CONSIGNE
D'après le texte sur les Maronites, à quoi est dû le très bon ordre qui règne dans leur pays ? Dites aussi ce que cet ordre permet au voyageur, en une à trois phrases.

TEXTE DE LA PAGE
--- --- ---

Je ne doute pas que si ce peuple était plus connu, si la magnifique contrée qu’il habite était plus souvent visitée, beaucoup d’Européens n’allassent s’établir parmi les Maronites : beauté de sites, admirable perfection du climat, modicité des prix de toutes choses, analogie de religion, hospitalité de mœurs, sûreté et tranquillité individuelle, tout concourt à faire désirer l’habitation parmi ce peuple : et quant à moi, si l’homme pouvait se déraciner tout à fait ; s’il ne devait pas vivre là où la Providence lui a indiqué son berceau et sa tombe, pour servir et aimer ses compatriotes ; si l’exil involontaire s’ouvrait jamais pour moi, je ne le trouverais nulle part plus doux que dans un de ces paisibles villages de Maronites, au pied ou sur les flancs du Liban, au sein d’une population simple, religieuse, bienveillante, avec la vue de la mer et des hautes neiges, sous le palmier et sous l’oranger d’un des jardins de ces monastères. La plus admirable police, résultat de la religion et des mœurs bien plus que d’aucune législation, règne dans toute l’étendue du pays habité par les Maronites ; vous y voyagez seul et sans guide, le jour ou la nuit, sans craindre ni vol ni violence ; les crimes y sont presque inconnus ; l’étranger est sacré pour l’Arabe mahométan, mais plus sacré encore pour l’Arabe chrétien ; sa porte lui est ouverte à toute heure ; il tue son chevreau pour lui faire honneur, il abandonne sa natte de joncs pour lui faire place.

Il y a dans tous les villages une église ou une chapelle, dans laquelle les cérémonies du culte catholique sont célébrées dans la forme et dans la langue syriaques. À l’évangile, le prêtre se retourne vers les assistants et leur lit l’évangile du jour en arabe. Les religions, qui durent plus que les races humaines, conservent leur langue sacrée quand les peuples ont perdu les leurs.

--- --- ---

(Extraits du jeu de données)
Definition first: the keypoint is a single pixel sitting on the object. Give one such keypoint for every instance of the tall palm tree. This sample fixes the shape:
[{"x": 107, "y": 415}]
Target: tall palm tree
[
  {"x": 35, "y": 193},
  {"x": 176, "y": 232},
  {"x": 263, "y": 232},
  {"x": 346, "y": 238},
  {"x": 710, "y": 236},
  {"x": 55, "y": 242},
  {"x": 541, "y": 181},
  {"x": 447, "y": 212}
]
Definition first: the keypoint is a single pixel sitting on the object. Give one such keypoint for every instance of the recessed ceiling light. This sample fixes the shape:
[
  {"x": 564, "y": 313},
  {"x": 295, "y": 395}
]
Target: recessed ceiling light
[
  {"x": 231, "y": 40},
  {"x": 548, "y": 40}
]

--- --- ---

CORRIGÉ
Cet ordre vient de la religion et des mœurs bien plus que des lois. Grâce à lui, on peut voyager seul et sans guide, de jour comme de nuit, sans craindre ni vol ni violence.